> **Data**:

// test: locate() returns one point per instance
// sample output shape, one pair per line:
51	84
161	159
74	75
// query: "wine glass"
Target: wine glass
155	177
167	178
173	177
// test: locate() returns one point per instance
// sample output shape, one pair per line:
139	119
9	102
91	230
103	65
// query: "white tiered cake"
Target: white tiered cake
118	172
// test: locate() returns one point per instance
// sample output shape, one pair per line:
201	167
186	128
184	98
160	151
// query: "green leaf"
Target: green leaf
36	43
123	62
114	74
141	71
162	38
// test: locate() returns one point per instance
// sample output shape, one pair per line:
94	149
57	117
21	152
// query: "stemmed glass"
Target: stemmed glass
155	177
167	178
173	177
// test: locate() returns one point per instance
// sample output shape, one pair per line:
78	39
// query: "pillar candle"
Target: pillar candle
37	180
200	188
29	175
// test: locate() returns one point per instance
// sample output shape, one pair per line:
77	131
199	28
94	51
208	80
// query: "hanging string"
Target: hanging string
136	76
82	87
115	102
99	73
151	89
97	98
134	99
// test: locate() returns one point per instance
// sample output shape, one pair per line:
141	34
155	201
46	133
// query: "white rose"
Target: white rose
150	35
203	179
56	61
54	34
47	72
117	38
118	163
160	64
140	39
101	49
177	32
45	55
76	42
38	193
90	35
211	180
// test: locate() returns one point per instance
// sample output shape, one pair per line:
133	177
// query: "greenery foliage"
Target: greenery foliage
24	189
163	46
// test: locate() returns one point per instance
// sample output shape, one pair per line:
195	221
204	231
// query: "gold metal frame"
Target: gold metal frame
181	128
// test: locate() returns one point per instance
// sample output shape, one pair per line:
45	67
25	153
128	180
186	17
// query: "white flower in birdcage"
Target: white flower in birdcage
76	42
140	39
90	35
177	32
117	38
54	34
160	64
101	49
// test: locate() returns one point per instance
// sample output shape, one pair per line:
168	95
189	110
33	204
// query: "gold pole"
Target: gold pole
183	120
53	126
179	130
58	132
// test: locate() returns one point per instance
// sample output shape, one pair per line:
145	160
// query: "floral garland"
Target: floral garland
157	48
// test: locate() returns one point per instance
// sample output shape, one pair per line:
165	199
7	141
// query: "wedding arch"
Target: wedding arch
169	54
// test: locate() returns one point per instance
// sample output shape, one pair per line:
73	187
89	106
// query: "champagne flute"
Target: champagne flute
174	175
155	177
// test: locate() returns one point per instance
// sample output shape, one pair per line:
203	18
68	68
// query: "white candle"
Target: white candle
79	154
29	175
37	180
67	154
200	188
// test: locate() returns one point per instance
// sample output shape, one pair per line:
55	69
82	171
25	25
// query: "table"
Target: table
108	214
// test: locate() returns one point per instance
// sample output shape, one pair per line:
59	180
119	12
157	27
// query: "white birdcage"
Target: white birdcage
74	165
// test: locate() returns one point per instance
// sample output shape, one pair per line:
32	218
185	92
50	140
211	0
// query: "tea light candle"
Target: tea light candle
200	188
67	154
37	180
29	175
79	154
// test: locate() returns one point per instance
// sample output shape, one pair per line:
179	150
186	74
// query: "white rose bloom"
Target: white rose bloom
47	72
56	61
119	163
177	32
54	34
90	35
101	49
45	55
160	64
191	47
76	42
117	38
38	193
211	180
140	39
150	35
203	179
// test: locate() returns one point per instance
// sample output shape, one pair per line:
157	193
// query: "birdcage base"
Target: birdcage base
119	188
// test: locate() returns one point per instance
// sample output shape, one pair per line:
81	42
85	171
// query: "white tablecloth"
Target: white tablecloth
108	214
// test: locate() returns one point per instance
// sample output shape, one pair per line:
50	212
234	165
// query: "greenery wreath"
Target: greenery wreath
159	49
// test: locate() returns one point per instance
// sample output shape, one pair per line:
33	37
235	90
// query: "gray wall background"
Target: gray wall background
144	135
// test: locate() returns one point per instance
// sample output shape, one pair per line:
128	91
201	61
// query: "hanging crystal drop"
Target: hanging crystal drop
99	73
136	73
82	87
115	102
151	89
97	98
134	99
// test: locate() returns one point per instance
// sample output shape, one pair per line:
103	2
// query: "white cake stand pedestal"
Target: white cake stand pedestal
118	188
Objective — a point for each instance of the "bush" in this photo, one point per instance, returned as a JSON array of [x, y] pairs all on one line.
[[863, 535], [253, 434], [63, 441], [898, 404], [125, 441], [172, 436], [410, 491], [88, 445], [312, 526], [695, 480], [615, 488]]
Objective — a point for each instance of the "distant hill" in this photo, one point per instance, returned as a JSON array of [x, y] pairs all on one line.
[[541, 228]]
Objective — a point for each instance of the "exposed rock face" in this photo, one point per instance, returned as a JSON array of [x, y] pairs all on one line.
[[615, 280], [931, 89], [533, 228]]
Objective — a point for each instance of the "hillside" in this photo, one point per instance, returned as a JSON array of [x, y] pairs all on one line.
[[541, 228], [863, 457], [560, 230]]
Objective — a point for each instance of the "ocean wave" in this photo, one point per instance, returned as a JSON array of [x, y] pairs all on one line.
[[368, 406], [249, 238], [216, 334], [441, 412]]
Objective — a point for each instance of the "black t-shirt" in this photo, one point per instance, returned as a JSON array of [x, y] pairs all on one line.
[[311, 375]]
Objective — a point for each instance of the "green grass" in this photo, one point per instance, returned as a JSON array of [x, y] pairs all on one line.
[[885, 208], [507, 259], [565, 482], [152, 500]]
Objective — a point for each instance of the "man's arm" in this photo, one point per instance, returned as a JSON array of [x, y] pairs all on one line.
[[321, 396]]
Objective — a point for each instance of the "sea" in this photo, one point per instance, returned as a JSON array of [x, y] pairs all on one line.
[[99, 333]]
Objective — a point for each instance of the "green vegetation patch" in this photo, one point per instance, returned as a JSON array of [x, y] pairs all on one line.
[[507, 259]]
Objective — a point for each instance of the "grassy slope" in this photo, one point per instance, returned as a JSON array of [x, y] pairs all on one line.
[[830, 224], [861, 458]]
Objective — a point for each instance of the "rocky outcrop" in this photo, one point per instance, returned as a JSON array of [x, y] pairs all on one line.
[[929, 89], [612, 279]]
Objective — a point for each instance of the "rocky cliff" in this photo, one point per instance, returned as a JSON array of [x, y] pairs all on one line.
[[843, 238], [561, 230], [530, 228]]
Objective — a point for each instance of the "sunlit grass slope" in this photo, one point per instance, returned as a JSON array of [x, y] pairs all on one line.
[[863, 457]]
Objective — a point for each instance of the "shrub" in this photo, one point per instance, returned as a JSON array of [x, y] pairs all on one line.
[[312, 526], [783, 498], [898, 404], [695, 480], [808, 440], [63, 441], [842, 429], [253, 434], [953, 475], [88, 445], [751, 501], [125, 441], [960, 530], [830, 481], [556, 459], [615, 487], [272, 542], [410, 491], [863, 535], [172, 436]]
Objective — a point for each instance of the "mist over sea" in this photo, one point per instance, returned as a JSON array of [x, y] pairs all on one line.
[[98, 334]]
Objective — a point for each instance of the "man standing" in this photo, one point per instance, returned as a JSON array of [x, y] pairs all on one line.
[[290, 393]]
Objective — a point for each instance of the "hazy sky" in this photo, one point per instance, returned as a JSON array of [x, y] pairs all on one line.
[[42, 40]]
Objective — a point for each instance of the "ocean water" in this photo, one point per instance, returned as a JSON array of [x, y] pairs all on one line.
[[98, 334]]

> **Exercise description**: Print every record above exactly as written.

> **Problem solution**:
// test: locate() returns one point per instance
// sample output shape, one pair per line:
51	84
161	159
74	75
// query: "wine glass"
Target: wine glass
155	177
167	178
173	177
// test: locate() returns one point per instance
// sample output shape, one pair per line:
139	119
9	102
91	230
103	65
// query: "white tiered cake"
Target: white tiered cake
118	172
// test: locate() returns one point per instance
// sample output shape, one pair per line:
201	167
186	128
184	98
160	151
// query: "green leaf"
Target: green leaf
36	43
123	62
114	74
141	71
162	38
// test: locate() returns one point per instance
// sample output shape, one pair per line:
94	149
57	117
21	152
// query: "stemmed glass"
Target: stemmed glass
155	177
167	178
173	177
// test: locate() returns one point per instance
// sample output shape, one pair per line:
78	39
// query: "pillar candle"
Target: pillar candle
37	180
200	188
29	175
// test: locate() returns one point per instance
// sample output shape, one pair per line:
77	131
199	28
94	51
208	80
// query: "hanging string"
Target: hanging string
136	76
82	87
115	102
99	73
151	89
97	98
134	99
// test: locate() returns one point per instance
// sample output shape, one pair per line:
141	34
155	201
46	133
// query: "white rose"
Target: white rose
150	35
203	179
56	61
54	34
47	72
117	38
118	163
160	64
140	39
101	49
177	32
45	55
76	42
38	193
90	35
211	180
// test: locate() returns one point per instance
// sample output shape, one pair per line:
133	177
// query: "greenery foliage"
Target: greenery foliage
24	189
163	46
// test: locate() returns one point per instance
// sample output shape, one pair per line:
195	221
204	231
// query: "gold metal frame"
Target: gold metal frame
181	128
// test: locate() returns one point per instance
// sample output shape, one pair per line:
45	67
25	153
128	180
186	17
// query: "white flower in birdcage"
Target: white flower in birdcage
76	42
140	39
90	35
177	32
117	38
54	34
160	64
101	49
// test: locate() returns one point per instance
// sample output shape, one pair per line:
168	95
189	110
33	204
// query: "gold pole"
Target: gold pole
183	120
53	126
179	130
58	132
// test: locate() returns one point per instance
// sample output shape, one pair per line:
145	160
// query: "floral garland"
Target: floral garland
157	48
// test: locate() returns one point per instance
// sample output shape, one pair per line:
165	199
7	141
// query: "wedding arch"
Target: wedding arch
169	54
// test: locate() returns one point per instance
// sample output shape, one pair per line:
73	187
89	106
// query: "champagne flute"
Target: champagne flute
174	175
155	177
// test: locate() returns one point per instance
// sample output shape, one pair per line:
203	18
68	68
// query: "white candle"
Target: white candle
79	154
29	175
37	180
67	154
200	188
// test: locate() returns one point per instance
// sample output shape, one pair per line:
55	69
82	171
25	25
// query: "table"
Target: table
108	214
// test: locate() returns one point per instance
// sample output shape, one pair per line:
59	180
119	12
157	27
// query: "white birdcage"
Target: white birdcage
74	165
// test: locate() returns one point per instance
// sample output shape, one pair per line:
32	218
185	92
50	140
211	0
// query: "tea light candle"
Target: tea light candle
200	188
67	154
37	180
29	175
79	154
// test: locate() returns one point per instance
// sample output shape, one pair per line:
179	150
186	74
// query: "white rose bloom"
Target: white rose bloom
47	72
56	61
119	163
177	32
54	34
90	35
101	49
45	55
160	64
191	47
76	42
117	38
38	193
211	180
140	39
150	35
203	179
// test: locate() returns one point per instance
// sample output shape, one pair per line:
157	193
// query: "birdcage base"
Target: birdcage base
119	188
// test: locate() returns one point per instance
// sample output shape, one pair per line:
81	42
85	171
// query: "white tablecloth"
Target: white tablecloth
108	214
// test: locate() returns one point per instance
// sample output shape, one pair per line:
50	212
234	165
// query: "greenery wreath"
Target: greenery wreath
159	49
// test: locate() returns one point per instance
// sample output shape, one pair per line:
33	37
235	90
// query: "gray wall background"
Target: gray wall background
144	135
// test: locate() returns one point per instance
// sample output shape, one pair per line:
128	91
201	61
// query: "hanging crystal drop"
Target: hanging crystal drop
99	73
136	73
82	87
115	102
151	89
97	98
134	99
// test: locate() returns one point per instance
// sample output shape, one pair per line:
103	2
// query: "white cake stand pedestal"
Target: white cake stand pedestal
118	188
Objective — a point for each instance of the "bush" in this photo, one point per instance, returned as a JSON array of [x, y] pairs all on one line.
[[863, 535], [253, 434], [63, 441], [898, 404], [125, 441], [172, 436], [410, 491], [88, 445], [312, 526], [695, 480], [615, 488]]
Objective — a point for each instance of the "distant hill" in this photo, one point per instance, returned as a JSON array of [x, y] pairs all on one line.
[[541, 228]]
Objective — a point for each instance of the "exposed rock face" in this photo, one point per instance, returned as a JSON array of [x, y] pairs all on one line.
[[615, 280], [931, 89], [533, 228]]
Objective — a point for each instance of the "hillside" in this photo, one point per instance, returned as a JSON array of [x, y] pairs all on one line.
[[541, 228], [863, 457], [560, 230]]
Objective — a point for each instance of the "ocean wave" in this photo, one point per instance, returned as a JSON array of [x, y] pairs all on one line.
[[368, 406], [249, 238], [216, 334], [441, 412]]
Objective — a point for each instance of the "black t-shirt" in this photo, one point per instance, returned as a JSON array of [x, y] pairs all on one line.
[[311, 375]]
Objective — a point for each instance of the "green grass" in this photo, one point per instance, returned as a JSON array of [x, y] pairs all on one line.
[[885, 208], [507, 259], [565, 482], [152, 500]]
Objective — a point for each instance of the "man's arm" in this photo, one point per instance, returned as a JSON array of [x, y] pairs all on one line.
[[321, 396]]
Objective — a point for each instance of the "sea" in this photo, one point per instance, returned as a JSON array of [x, y] pairs all on one line.
[[99, 333]]
Objective — a point for each instance of the "green vegetation patch" in this photo, one point per instance, returned as a JSON array of [x, y] pairs all on one line.
[[507, 259]]
Objective — a point for each instance of the "grassy slope" in this photo, one point per instance, returned as a JSON array of [x, y] pairs all on one line.
[[830, 224], [861, 458]]
Objective — a point for each instance of the "rocky outcrop" in this photo, one point per instance, returned as a JSON array of [x, y] pairs all on one line.
[[929, 89], [612, 279]]
Objective — a point for each instance of the "rocky cliff" in this photo, one point per instance, returned as a JSON array of [x, y] pairs all on one line.
[[843, 238], [561, 230], [530, 228]]
Objective — a point for each instance of the "sunlit grass slope" in this photo, one point per instance, returned as a JSON array of [x, y] pairs all on one line.
[[863, 457]]
Objective — a point for each instance of the "shrub" in this photo, one point per instance, returned as a JSON array of [x, y] pairs all on one line.
[[312, 526], [783, 498], [898, 404], [695, 480], [808, 440], [63, 441], [842, 429], [253, 434], [953, 475], [88, 445], [751, 501], [125, 441], [960, 530], [830, 481], [556, 459], [615, 487], [272, 542], [410, 491], [863, 535], [172, 436]]
Objective — a point for each instance of the "mist over sea" in this photo, one point per instance, returned as a JSON array of [x, y] pairs all on one line.
[[98, 334]]
Objective — a point for each instance of the "man standing" in this photo, one point per instance, returned as a JSON array of [x, y] pairs all on one line.
[[290, 393]]
Objective — a point for each instance of the "hazy sky" in this photo, one point per instance, returned as a JSON array of [x, y] pairs all on one line.
[[42, 40]]
Objective — a point for each instance of the "ocean water" in this photo, one point per instance, returned as a JSON array of [x, y] pairs all on one line.
[[98, 334]]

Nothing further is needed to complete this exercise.